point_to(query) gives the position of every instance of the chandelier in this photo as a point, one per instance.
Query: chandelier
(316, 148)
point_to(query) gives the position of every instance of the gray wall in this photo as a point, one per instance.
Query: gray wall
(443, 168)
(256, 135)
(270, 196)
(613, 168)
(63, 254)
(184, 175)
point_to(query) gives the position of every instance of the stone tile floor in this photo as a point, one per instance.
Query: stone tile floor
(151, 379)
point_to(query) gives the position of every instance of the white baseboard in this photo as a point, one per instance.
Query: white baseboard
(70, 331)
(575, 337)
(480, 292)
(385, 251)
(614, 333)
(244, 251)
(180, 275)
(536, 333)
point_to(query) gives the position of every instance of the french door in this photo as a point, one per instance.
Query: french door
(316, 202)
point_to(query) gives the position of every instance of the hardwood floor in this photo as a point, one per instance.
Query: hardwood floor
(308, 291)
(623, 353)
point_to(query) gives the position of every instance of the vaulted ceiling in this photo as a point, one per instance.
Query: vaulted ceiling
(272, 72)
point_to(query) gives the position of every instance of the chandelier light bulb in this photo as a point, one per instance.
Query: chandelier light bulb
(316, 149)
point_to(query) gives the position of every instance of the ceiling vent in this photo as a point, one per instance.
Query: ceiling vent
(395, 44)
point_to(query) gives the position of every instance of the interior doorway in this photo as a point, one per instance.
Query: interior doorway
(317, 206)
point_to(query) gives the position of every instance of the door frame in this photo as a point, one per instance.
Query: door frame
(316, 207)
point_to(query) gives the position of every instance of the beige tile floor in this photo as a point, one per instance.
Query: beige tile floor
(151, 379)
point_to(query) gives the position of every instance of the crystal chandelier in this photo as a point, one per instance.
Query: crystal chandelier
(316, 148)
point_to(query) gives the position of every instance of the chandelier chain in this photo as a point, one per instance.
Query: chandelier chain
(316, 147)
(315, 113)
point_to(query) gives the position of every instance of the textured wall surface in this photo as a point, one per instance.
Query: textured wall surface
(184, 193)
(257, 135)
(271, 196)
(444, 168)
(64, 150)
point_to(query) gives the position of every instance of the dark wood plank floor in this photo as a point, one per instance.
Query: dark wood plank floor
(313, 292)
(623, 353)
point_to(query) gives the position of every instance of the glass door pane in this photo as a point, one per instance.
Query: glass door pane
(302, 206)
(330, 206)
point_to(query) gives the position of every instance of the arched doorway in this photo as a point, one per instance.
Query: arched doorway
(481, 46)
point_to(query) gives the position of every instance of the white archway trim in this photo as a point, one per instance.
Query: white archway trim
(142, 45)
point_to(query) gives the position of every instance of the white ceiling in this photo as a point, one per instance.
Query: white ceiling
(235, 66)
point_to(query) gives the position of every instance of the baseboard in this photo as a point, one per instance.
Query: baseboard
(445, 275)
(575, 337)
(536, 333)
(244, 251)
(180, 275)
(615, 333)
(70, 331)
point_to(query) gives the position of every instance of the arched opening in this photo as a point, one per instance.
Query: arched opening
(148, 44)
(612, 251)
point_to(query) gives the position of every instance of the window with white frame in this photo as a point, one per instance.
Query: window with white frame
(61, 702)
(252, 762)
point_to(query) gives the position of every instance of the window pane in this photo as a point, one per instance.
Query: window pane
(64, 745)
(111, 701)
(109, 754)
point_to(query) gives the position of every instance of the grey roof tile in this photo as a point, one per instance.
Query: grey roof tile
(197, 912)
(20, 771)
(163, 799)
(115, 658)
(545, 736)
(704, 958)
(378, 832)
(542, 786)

---

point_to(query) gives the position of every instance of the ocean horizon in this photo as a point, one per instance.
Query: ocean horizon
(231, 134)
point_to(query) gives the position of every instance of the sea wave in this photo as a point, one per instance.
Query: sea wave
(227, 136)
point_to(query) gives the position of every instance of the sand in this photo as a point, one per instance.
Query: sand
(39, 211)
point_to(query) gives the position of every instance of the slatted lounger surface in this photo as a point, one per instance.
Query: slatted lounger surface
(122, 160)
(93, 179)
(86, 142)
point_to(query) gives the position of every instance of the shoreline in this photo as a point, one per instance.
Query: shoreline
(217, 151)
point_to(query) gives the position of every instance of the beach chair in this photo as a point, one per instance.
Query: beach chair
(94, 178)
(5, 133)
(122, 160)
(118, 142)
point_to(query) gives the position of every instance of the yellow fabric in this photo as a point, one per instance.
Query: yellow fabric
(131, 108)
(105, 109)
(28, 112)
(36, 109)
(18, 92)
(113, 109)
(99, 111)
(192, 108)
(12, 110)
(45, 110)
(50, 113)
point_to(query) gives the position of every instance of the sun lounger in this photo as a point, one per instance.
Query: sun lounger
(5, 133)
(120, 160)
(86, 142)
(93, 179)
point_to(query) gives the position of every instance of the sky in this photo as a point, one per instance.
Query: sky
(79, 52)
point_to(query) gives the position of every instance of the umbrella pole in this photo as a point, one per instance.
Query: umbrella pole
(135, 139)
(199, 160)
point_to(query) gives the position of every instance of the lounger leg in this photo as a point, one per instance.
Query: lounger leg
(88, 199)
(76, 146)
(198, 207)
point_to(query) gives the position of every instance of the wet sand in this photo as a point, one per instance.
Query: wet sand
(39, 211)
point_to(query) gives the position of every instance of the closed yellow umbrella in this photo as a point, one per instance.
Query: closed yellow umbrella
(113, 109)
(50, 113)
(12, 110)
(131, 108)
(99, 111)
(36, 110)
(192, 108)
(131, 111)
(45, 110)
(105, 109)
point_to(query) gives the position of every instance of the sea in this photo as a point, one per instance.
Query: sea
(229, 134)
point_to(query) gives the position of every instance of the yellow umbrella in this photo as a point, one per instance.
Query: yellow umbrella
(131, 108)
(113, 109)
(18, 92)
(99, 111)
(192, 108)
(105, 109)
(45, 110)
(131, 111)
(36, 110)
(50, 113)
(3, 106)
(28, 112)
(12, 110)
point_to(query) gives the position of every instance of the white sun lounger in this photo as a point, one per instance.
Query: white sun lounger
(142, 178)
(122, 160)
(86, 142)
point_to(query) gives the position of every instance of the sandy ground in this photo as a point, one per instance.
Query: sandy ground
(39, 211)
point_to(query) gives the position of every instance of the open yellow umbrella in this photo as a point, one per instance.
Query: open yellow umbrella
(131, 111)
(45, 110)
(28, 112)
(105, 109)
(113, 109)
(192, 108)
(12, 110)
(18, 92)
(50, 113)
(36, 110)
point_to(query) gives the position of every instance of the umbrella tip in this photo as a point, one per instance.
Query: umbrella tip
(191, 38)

PROBLEM: Please copy the lines in the records above between the one holding "sea in this" and the one holding "point_to(query) gives the position of every instance of the open", inclusive, exactly and with no other line.

TASK OUTPUT:
point_to(query) gives the position of every instance of the sea in this photo as a point, one per instance.
Query: sea
(229, 134)
point_to(query) gives the position of every instance of the yellow umbrella in this photo as a point, one per instance.
Query: yellow umbrella
(131, 108)
(113, 109)
(18, 92)
(99, 111)
(192, 108)
(105, 109)
(45, 110)
(131, 111)
(36, 110)
(50, 113)
(3, 106)
(28, 112)
(12, 110)
point_to(query) gives the position of every instance of the white sun lounger in this photo as a point, one per instance.
Query: white sun lounger
(142, 178)
(122, 160)
(86, 142)
point_to(query) gives the position of every instance of the sandy ground in this photo as a point, one per instance.
Query: sandy ground
(39, 211)
point_to(query) gives the position of every instance of the open yellow umbrella in this photo as a point, one per instance.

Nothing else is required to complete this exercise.